───── DATA SHOWN ─────

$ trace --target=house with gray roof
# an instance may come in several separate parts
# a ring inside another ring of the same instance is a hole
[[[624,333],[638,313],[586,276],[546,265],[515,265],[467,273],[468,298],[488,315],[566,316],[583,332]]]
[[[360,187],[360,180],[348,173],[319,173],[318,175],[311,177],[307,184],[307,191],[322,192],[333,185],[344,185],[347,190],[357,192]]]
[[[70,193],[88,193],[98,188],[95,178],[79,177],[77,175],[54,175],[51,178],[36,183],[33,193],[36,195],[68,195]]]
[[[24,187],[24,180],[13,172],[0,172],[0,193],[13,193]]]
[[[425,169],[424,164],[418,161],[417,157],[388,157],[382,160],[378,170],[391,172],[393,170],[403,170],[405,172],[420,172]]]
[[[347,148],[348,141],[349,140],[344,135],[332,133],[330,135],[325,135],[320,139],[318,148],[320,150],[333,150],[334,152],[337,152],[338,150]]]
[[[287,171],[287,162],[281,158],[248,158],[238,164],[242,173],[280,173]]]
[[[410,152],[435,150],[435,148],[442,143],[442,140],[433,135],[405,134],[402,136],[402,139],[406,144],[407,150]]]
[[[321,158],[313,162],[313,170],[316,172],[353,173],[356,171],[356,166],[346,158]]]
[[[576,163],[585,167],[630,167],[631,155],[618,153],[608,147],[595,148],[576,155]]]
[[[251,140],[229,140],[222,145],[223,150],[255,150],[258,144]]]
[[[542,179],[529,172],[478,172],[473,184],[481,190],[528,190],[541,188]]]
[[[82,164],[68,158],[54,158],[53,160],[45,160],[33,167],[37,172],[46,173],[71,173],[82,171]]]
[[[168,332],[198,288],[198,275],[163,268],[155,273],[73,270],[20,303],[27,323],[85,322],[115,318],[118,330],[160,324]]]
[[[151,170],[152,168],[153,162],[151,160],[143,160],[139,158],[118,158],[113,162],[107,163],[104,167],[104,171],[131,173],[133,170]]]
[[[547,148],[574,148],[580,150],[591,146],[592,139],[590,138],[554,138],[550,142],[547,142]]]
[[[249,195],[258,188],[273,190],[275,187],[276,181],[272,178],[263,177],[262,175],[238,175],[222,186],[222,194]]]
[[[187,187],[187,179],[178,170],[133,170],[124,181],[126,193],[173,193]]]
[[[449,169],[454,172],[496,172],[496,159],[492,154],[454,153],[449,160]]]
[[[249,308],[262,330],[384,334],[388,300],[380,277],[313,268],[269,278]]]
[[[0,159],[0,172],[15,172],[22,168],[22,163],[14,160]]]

─────

> **TASK PROMPT**:
Please restate word for word only the lines from the one with "# an instance" through the final line of the listing above, both of them included.

> **FINISHED TASK**:
# an instance may come in several separate parts
# a ring inside another ring of the same instance is a hole
[[[624,333],[638,313],[586,276],[546,265],[515,265],[467,273],[468,298],[488,315],[566,316],[583,332]]]
[[[360,187],[360,180],[348,173],[319,173],[318,175],[311,177],[307,184],[307,191],[322,192],[333,185],[344,185],[347,190],[357,192]]]
[[[70,193],[88,193],[98,188],[95,178],[79,177],[77,175],[54,175],[51,178],[36,183],[33,193],[36,195],[68,195]]]
[[[24,187],[24,180],[13,172],[0,172],[0,193],[13,193]]]
[[[425,169],[424,164],[418,161],[417,157],[388,157],[382,160],[378,170],[391,172],[393,170],[403,170],[405,172],[420,172]]]
[[[347,148],[348,141],[349,140],[344,135],[332,133],[330,135],[325,135],[320,139],[318,148],[320,150],[333,150],[334,152],[337,152],[338,150]]]
[[[287,171],[287,162],[281,158],[248,158],[238,164],[242,173],[280,173]]]
[[[410,152],[435,150],[435,148],[442,143],[442,140],[433,135],[405,134],[402,136],[402,139],[406,144],[407,150]]]
[[[321,158],[313,162],[313,170],[316,172],[353,173],[356,171],[356,166],[346,158]]]
[[[576,163],[585,167],[630,167],[631,155],[618,153],[608,147],[595,148],[576,155]]]
[[[251,140],[229,140],[222,145],[223,150],[255,150],[258,144]]]
[[[542,179],[529,172],[478,172],[473,184],[481,190],[528,190],[541,188]]]
[[[82,164],[68,158],[54,158],[53,160],[45,160],[33,167],[37,172],[46,173],[71,173],[82,171]]]
[[[168,332],[198,288],[198,275],[163,268],[155,273],[73,270],[20,303],[27,323],[85,322],[115,318],[118,330],[160,324]]]
[[[151,170],[152,168],[153,162],[151,160],[143,160],[139,158],[118,158],[113,162],[107,163],[104,167],[104,171],[131,173],[133,170]]]
[[[547,148],[574,148],[580,150],[591,146],[592,139],[590,138],[554,138],[550,142],[547,142]]]
[[[249,195],[258,188],[273,190],[275,187],[276,181],[272,178],[263,177],[262,175],[238,175],[222,186],[222,194]]]
[[[187,187],[187,179],[178,170],[133,170],[124,181],[126,193],[173,193]]]
[[[449,169],[454,172],[496,172],[496,159],[492,154],[454,153],[449,160]]]
[[[249,308],[262,330],[384,334],[388,300],[380,277],[313,268],[269,278]]]
[[[0,159],[0,172],[15,172],[22,168],[22,163],[14,160]]]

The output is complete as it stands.